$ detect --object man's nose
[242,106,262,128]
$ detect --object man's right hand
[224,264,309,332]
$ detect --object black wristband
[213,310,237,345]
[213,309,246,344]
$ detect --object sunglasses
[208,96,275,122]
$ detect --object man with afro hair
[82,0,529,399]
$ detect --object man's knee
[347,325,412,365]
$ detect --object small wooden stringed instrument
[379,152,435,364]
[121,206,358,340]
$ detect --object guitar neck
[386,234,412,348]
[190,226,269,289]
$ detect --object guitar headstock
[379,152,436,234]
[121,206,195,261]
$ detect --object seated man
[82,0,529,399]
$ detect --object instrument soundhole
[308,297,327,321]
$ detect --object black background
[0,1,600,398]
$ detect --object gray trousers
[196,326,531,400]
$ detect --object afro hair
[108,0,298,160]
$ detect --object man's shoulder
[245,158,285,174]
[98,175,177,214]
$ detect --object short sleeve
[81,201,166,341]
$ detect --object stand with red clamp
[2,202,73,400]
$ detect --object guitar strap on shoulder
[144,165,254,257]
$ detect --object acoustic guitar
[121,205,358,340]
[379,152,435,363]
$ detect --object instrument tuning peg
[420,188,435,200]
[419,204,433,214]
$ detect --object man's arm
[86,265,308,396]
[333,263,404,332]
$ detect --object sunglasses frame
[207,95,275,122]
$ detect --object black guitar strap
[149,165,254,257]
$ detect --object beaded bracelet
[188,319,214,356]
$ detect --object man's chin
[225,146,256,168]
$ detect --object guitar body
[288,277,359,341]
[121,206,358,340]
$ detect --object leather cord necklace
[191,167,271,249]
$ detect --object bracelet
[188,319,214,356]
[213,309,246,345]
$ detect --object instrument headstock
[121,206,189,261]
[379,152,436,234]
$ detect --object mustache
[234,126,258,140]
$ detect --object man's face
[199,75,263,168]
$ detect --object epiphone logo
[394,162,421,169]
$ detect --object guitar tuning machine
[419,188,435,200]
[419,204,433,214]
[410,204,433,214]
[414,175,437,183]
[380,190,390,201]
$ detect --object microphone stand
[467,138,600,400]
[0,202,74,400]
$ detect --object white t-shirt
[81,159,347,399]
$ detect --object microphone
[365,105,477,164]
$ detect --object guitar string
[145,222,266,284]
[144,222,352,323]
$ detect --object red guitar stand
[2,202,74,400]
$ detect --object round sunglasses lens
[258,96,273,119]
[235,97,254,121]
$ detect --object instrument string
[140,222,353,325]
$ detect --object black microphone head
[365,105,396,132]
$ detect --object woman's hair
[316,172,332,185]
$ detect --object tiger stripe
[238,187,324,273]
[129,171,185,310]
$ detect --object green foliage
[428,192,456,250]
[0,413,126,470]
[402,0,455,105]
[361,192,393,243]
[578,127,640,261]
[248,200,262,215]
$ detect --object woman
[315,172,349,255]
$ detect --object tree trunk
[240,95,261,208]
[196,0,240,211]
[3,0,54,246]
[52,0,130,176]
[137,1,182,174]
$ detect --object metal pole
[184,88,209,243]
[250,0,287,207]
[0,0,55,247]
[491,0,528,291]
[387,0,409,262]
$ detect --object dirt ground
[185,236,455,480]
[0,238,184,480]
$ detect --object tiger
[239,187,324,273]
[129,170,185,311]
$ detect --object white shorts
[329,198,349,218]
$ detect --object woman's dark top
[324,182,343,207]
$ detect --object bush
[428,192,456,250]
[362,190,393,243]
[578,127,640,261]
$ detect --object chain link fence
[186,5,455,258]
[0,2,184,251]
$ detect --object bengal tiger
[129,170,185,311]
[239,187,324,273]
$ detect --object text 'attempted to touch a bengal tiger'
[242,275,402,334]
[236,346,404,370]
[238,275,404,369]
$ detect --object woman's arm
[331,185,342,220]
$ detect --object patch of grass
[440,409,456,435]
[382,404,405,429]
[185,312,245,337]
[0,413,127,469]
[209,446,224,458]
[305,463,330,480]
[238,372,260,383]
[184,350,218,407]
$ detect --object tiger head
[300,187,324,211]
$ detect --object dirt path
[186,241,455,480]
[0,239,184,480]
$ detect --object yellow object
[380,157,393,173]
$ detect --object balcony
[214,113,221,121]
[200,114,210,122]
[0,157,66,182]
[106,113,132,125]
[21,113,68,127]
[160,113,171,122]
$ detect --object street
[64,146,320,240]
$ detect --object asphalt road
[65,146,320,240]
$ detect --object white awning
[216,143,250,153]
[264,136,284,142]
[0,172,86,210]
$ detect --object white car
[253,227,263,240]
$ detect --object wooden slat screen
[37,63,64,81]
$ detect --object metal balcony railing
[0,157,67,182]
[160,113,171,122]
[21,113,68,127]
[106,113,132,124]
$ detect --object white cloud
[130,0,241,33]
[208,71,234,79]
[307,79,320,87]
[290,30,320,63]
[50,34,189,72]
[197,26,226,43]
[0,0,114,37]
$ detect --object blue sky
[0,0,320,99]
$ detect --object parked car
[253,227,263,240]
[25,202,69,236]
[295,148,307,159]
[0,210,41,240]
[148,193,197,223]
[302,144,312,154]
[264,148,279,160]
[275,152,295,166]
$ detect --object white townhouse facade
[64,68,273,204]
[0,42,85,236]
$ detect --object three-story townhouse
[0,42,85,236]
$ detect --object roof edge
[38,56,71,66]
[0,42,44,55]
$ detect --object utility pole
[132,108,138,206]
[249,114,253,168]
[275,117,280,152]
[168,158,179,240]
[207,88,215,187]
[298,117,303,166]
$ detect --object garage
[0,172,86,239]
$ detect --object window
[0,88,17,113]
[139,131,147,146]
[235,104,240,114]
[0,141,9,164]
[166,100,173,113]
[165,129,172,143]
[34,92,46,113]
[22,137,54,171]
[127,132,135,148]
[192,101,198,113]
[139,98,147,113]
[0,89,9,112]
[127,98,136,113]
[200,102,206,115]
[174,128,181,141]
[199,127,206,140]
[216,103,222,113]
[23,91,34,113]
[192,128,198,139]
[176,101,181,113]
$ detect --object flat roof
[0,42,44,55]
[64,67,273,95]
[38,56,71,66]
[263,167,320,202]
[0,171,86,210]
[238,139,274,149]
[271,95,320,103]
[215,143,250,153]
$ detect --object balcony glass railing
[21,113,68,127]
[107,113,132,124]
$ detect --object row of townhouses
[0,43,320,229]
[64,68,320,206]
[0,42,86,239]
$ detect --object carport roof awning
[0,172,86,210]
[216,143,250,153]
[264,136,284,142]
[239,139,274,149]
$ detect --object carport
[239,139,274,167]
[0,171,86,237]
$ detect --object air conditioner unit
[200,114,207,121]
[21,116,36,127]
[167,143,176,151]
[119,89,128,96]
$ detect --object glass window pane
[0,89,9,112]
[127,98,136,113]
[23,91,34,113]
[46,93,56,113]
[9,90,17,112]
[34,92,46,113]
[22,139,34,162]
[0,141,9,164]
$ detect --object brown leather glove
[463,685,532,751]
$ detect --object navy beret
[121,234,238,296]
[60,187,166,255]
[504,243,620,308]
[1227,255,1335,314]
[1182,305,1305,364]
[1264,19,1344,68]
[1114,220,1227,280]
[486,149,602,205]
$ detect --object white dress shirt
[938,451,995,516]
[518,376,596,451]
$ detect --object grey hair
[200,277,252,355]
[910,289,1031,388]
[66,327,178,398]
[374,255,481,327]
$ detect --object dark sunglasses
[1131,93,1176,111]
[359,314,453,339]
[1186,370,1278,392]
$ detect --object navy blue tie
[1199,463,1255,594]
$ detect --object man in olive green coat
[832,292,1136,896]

========

_Task description_
Count how many lines in the records contain the word "blue". Give only the number.

_Solution to the problem_
2